### Do this
Output, with no changes, the span of lines that opens with the line containing "Could you please locate the tree line" and closes with the last line.

### Stored records
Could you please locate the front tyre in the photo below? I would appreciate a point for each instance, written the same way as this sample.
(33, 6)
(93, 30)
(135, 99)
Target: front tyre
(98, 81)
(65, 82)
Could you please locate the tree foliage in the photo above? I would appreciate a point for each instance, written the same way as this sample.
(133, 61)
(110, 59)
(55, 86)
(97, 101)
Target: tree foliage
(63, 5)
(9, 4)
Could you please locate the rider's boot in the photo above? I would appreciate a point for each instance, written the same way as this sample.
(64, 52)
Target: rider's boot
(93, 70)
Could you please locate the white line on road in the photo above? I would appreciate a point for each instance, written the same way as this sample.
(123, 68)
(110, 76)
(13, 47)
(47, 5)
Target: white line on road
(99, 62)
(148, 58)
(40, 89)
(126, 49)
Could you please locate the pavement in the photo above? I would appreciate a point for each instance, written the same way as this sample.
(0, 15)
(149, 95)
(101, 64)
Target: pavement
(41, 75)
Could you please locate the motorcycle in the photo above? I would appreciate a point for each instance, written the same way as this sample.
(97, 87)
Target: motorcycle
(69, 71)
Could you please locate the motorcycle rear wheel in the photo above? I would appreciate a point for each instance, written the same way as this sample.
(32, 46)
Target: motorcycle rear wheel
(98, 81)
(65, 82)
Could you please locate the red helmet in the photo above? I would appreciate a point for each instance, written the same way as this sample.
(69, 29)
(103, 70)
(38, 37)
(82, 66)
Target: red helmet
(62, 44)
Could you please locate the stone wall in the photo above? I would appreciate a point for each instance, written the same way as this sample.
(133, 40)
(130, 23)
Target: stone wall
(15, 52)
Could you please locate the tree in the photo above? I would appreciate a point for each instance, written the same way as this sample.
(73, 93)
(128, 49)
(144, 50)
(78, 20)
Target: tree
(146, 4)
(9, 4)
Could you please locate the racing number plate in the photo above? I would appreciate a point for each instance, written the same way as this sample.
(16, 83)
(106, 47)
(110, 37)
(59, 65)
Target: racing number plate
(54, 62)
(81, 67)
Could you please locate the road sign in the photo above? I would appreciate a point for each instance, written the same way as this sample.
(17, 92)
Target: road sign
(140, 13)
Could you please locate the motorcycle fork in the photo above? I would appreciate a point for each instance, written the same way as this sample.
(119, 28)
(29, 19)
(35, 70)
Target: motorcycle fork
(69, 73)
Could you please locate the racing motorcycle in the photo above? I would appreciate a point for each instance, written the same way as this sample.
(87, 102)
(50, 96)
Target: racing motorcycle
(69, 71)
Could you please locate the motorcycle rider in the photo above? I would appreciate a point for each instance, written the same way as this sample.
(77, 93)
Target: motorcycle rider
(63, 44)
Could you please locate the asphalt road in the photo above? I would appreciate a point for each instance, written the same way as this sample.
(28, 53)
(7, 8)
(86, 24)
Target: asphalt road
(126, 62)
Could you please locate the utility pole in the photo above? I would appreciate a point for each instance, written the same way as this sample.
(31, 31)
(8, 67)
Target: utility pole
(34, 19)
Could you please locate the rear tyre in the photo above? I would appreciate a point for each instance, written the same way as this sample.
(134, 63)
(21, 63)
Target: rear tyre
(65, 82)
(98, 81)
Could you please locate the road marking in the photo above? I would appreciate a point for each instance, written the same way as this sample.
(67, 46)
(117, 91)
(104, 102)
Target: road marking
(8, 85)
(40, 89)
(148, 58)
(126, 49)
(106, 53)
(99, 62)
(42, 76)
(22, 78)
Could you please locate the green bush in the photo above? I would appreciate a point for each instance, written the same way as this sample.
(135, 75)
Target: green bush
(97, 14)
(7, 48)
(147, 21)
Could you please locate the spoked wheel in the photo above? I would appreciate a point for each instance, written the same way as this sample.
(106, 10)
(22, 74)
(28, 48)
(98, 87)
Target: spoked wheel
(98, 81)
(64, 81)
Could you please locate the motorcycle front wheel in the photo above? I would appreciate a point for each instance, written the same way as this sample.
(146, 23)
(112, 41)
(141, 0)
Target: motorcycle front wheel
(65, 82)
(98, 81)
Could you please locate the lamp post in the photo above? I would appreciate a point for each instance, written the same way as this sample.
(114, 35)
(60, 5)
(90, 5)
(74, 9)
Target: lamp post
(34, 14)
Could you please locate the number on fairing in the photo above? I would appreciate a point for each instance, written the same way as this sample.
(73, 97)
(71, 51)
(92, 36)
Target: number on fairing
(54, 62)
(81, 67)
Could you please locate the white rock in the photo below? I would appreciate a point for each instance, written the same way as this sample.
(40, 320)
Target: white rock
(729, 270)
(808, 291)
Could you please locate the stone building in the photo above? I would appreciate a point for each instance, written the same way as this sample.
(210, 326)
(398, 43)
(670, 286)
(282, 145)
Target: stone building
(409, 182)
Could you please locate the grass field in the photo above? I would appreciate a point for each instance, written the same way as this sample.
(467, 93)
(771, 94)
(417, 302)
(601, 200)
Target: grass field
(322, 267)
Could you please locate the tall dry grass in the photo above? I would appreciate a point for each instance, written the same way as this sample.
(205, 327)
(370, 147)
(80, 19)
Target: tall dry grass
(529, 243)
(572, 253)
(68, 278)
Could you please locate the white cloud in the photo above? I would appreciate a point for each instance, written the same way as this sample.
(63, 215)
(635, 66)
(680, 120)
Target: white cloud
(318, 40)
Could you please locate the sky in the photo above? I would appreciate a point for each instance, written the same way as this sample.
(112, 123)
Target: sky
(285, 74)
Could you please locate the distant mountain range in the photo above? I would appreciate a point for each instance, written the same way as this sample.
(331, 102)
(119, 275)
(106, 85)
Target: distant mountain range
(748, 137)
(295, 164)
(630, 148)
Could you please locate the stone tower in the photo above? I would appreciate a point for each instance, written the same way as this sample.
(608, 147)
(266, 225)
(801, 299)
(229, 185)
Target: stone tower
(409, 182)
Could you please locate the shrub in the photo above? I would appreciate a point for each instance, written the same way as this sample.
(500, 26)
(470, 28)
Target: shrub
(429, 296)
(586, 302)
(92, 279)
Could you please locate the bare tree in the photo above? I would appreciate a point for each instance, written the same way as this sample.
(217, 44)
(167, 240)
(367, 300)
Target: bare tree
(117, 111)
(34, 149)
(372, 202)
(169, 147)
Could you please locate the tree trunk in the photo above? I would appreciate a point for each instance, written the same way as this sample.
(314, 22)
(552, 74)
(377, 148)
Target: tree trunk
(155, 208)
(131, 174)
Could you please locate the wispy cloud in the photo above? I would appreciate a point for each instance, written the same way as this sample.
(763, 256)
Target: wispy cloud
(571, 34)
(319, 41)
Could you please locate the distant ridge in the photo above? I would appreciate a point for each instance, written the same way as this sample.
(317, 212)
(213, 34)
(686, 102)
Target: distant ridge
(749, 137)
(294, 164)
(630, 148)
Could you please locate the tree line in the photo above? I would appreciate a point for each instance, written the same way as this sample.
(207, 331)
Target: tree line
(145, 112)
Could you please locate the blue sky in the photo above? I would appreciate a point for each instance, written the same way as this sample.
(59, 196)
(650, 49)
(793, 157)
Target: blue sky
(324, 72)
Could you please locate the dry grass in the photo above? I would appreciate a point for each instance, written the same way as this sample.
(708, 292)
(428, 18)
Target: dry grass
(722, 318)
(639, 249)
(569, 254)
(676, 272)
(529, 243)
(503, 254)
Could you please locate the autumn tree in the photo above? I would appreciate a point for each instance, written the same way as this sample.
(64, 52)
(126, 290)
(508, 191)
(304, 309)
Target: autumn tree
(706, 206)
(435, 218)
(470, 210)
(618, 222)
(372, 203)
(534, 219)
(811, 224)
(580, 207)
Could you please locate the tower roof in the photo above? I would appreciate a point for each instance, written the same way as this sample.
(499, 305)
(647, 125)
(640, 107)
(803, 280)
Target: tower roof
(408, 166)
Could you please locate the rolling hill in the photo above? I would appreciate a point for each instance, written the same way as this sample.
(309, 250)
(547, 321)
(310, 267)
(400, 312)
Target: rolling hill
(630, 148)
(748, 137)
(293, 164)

### Full solution
Could you please locate the tree line in the photo above? I would appreciate a point for each instance, written the same way as this sample.
(207, 331)
Target: tree line
(145, 112)
Could you please locate the blue sky in the photo above? I would appreciate a point for each instance, written the same way as this sample.
(59, 196)
(650, 49)
(793, 157)
Target: blue sky
(324, 72)
Could you please locate the dry grass in the photo above? I would appreciate a point for each instance, written the same way as this sample.
(708, 292)
(428, 18)
Target: dry grass
(722, 318)
(639, 249)
(569, 254)
(676, 272)
(529, 243)
(503, 254)
Could you please locate the autumn tree in the photo above? I would appreciate a point for each instance, written the same way as this sample.
(64, 52)
(126, 290)
(508, 191)
(304, 309)
Target: autumn tree
(706, 206)
(435, 218)
(470, 210)
(618, 222)
(372, 203)
(534, 219)
(811, 224)
(580, 207)
Could you please locate the tower roof in the photo above? I would appreciate a point for each instance, written the same way as this sample.
(499, 305)
(647, 125)
(640, 107)
(803, 280)
Target: tower roof
(408, 166)
Could you please locate the rolling hill in the photo above? I would appreciate a point for each instance, written the same way as this sample.
(309, 250)
(547, 321)
(310, 267)
(400, 312)
Target: rolling hill
(630, 148)
(748, 137)
(293, 164)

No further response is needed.